● ACTIVITY:
Lines from the one containing "the cabinet drawer" through the end of the data are to be returned exactly, and no others.

Start of Block

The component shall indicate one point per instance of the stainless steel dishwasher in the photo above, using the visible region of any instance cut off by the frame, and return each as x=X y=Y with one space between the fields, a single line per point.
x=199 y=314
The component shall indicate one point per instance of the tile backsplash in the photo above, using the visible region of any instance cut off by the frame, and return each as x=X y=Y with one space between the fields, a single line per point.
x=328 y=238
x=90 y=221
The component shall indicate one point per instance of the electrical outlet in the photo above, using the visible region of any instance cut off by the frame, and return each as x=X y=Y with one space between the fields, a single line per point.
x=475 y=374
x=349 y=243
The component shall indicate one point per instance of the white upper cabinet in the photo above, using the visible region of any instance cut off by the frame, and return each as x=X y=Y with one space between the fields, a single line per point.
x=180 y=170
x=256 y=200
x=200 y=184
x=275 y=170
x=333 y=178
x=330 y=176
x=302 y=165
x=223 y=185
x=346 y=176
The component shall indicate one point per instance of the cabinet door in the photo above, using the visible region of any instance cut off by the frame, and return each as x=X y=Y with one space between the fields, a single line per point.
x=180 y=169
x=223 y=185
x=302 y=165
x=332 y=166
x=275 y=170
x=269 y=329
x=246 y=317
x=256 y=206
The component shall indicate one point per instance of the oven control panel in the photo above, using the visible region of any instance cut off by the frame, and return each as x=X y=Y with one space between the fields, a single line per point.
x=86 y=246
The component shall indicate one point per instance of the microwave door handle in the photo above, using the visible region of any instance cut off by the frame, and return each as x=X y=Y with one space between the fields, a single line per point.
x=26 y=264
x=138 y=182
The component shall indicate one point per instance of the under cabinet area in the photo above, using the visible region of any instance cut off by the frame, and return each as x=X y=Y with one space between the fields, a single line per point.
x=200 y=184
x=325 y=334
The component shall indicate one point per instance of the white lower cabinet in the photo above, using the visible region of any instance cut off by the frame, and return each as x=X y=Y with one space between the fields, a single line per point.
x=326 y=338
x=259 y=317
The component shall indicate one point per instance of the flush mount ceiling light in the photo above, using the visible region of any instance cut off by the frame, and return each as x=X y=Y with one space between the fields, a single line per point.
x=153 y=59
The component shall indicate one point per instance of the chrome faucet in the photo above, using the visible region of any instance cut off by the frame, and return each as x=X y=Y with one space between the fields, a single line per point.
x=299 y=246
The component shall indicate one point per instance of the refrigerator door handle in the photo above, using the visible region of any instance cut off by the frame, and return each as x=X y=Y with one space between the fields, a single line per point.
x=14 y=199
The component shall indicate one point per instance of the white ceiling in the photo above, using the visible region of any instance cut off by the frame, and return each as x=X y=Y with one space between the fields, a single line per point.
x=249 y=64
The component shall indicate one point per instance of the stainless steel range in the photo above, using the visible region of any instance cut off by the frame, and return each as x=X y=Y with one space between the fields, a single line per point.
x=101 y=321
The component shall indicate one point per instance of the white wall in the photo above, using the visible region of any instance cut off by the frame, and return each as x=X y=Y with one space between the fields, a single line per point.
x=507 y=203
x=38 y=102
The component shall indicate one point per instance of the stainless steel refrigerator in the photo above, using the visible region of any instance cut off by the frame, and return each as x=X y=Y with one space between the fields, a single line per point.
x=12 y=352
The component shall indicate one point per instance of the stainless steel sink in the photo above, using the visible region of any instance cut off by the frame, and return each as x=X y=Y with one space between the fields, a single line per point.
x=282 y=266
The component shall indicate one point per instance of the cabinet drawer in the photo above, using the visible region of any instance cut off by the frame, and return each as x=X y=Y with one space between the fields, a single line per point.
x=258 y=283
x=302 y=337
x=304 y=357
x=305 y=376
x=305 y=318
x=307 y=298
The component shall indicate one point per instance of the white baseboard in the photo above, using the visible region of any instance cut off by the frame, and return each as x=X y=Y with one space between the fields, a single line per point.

End of Block

● YOUR RESPONSE:
The component shall indicate one point per instance of the cabinet drawer in the photo above, using the visible region of any instance cut off by the frame, and return each as x=X y=Y with one space between the fields, a single line per point.
x=258 y=283
x=302 y=337
x=304 y=357
x=305 y=376
x=305 y=318
x=307 y=298
The component shall indicate one point per instance of the white baseboard in the photo above, using the visible region of any instance cut off by the frame, and return each as x=X y=Y with one space between the fields, a single line per point.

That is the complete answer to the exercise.